**Descrizione del problema:** Per favore, indica i tre fattori che, secondo il brano riportato, rientrano in ciò che chiamiamo compliance.

**Brano riportato:**
╭──

Si tratta di scegliere come contribuire e partecipare alla propria vita. A tutti è capitato di darsi ripetutamente martellate sui calli, e io l’ho fatto più volte. In altri momenti invece si trovano risorse sconosciute per ottenere ben più di quanto si potesse inizialmente sperare. Le variabili sono davvero tante.
Ciò di cui sono piuttosto sicura, come malata e come studiosa della relazione medico–paziente, è che quest’ultimo sia un elemento determinante non tanto per l’andamento della malattia quanto per la sua gestione quotidiana. Mi spiego meglio.
Non è il paziente da solo a determinare come procede la malattia. Ma può fare in modo di essere comunque felice. E può fare in modo che si determinino sinergie positive tra lui stesso, il medico, ciò che lo circonda e le terapie. Noi pazienti siamo comunque in ballo, facciamo dunque in modo che, anche se non siamo noi a scegliere la musica, la danza sia gradevole.
Chiunque si occupi di salute come professionista sa che la compliance è il maggiore problema che siamo chiamati ad affrontare in questi anni, e vengono fatti moltissimi progetti e tentativi per aumentare la compliance del paziente. Consentitemi alcune riflessioni su questo argomento, derivanti dal fatto che questo tema costituisce parte del mio lavoro.
La prima considerazione è che finché definiamo la compliance il maggior problema
ogni tentativo di risoluzione sarà più indirizzato alla ricerca di un colpevole piuttosto che a una vera via di ottimizzazione. La seconda considerazione è più tecnica. Esistono tre diversi fattori in ciò che chiamiamo compliance: l’aderenza alla terapia (assumere i farmaci come prescritto dal medico), la compliance (modificare comportamenti e stili di vita) e l’empowerment, cioè la piena partecipazione del paziente. Ciascuno di questi fattori coinvolge meccanismi diversi. Vivere felici dopo una diagnosi di tumore o di sclerosi multipla o di altre patologie analoghe richiede una piena partecipazione del paziente, un totale coinvolgimento. E, in fondo, è a questo che sto dedicando il mio scrivere.

╰──

[Dati di ancoraggio delle frasi]
╭──

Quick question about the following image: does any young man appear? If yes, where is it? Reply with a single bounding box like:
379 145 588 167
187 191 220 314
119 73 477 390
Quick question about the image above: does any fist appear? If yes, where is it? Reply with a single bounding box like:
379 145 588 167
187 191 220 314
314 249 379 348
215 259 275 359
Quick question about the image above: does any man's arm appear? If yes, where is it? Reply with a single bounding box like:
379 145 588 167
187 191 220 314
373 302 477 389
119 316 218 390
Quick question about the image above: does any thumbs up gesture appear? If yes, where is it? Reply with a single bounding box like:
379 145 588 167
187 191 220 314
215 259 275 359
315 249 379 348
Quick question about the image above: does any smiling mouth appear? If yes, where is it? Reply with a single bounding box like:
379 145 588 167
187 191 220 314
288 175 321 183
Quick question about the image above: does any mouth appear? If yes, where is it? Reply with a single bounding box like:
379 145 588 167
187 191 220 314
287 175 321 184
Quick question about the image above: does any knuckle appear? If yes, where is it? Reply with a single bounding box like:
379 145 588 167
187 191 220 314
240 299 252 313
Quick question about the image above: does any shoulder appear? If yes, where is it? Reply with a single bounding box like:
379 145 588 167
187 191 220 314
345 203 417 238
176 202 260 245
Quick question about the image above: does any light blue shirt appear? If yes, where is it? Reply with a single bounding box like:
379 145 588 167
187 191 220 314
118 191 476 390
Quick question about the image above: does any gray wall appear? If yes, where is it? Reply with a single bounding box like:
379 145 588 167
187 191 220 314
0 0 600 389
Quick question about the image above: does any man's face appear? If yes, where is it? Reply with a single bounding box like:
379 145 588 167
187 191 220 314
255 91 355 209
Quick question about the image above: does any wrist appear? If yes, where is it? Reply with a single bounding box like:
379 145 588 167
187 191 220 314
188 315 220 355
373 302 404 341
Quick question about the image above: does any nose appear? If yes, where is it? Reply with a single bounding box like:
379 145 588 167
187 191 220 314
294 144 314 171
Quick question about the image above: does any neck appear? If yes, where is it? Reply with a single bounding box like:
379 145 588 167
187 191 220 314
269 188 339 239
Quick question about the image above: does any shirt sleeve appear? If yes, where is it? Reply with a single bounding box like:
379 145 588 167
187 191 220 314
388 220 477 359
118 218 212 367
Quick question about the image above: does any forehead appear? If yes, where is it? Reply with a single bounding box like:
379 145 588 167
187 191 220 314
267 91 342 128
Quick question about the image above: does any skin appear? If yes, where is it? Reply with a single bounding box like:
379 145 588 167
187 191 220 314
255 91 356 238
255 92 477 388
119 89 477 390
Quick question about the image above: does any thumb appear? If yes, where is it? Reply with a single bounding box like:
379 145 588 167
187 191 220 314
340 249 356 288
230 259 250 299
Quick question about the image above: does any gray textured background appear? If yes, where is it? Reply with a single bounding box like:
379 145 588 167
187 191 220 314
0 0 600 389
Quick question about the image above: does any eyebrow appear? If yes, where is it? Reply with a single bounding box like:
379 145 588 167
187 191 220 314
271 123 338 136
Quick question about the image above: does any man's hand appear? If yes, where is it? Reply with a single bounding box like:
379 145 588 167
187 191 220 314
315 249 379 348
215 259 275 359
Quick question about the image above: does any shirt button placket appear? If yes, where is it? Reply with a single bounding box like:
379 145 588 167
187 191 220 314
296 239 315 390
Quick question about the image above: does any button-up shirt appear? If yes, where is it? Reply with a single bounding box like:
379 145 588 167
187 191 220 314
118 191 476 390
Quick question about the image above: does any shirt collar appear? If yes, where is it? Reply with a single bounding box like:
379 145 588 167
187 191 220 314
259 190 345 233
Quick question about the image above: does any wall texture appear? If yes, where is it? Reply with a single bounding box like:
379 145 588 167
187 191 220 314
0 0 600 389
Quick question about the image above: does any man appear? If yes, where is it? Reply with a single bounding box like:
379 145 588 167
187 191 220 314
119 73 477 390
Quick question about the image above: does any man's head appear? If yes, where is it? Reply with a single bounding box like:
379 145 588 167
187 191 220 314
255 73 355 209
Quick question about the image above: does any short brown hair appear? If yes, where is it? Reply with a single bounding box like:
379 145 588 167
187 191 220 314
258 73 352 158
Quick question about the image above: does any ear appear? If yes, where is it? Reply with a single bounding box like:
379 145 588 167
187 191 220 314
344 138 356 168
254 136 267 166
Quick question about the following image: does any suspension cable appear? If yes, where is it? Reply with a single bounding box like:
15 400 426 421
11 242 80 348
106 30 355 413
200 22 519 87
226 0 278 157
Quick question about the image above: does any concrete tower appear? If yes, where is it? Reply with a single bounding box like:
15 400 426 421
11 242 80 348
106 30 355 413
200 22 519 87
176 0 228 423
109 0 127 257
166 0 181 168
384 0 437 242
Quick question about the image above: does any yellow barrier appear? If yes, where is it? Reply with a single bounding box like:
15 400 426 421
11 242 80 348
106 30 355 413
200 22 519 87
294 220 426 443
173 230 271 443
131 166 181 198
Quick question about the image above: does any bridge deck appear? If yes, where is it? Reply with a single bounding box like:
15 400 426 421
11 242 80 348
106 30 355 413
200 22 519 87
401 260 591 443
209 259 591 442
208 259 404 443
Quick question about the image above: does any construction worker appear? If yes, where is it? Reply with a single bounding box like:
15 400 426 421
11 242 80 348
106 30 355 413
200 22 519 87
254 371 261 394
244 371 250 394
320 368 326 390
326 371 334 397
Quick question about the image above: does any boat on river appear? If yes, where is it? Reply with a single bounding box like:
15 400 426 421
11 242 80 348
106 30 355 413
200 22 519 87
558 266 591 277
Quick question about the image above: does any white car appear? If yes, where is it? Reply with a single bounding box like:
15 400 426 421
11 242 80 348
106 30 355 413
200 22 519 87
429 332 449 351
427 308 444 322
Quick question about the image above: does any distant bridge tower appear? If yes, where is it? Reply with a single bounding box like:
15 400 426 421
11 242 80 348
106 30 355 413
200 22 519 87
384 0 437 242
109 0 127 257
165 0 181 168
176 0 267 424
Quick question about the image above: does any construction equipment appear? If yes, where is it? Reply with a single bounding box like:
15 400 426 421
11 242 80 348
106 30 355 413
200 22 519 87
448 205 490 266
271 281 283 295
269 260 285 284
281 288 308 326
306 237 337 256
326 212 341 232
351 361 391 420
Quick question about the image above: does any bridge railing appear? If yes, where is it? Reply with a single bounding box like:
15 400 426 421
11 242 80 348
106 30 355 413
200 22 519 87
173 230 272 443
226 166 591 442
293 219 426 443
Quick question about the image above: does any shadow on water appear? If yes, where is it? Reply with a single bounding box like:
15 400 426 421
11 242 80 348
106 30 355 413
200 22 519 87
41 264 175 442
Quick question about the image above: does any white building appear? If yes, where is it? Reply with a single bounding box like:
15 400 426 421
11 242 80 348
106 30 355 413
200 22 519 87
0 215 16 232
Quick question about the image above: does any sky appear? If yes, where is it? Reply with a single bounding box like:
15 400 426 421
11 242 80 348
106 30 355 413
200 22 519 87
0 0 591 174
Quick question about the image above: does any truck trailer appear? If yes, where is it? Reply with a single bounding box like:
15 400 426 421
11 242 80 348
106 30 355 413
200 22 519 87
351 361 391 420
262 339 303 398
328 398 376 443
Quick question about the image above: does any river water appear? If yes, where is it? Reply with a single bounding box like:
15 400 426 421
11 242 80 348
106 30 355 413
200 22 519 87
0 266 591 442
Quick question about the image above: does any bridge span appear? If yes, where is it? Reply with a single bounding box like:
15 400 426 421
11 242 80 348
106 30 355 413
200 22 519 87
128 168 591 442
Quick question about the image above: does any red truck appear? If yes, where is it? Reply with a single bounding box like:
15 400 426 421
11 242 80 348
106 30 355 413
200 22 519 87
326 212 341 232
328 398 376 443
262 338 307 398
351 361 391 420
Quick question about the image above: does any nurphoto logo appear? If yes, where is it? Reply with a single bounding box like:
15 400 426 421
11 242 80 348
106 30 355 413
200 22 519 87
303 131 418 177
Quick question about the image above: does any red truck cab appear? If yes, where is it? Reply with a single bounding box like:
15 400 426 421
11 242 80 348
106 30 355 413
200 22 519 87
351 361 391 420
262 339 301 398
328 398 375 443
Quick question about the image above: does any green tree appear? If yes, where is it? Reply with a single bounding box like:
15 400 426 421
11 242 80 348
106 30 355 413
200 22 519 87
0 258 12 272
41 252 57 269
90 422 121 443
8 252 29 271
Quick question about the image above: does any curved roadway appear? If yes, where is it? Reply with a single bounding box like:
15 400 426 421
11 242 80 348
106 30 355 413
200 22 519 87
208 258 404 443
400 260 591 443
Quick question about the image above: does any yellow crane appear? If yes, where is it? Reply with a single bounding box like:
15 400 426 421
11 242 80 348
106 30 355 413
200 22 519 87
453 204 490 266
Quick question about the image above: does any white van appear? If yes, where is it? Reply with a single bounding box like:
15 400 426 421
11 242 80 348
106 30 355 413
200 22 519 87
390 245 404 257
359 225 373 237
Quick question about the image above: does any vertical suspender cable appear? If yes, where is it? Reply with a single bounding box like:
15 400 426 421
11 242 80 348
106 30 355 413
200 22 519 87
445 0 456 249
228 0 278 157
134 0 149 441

╰──

**Esito della prova:** L’aderenza alla terapia, la compliance e l’empowerment.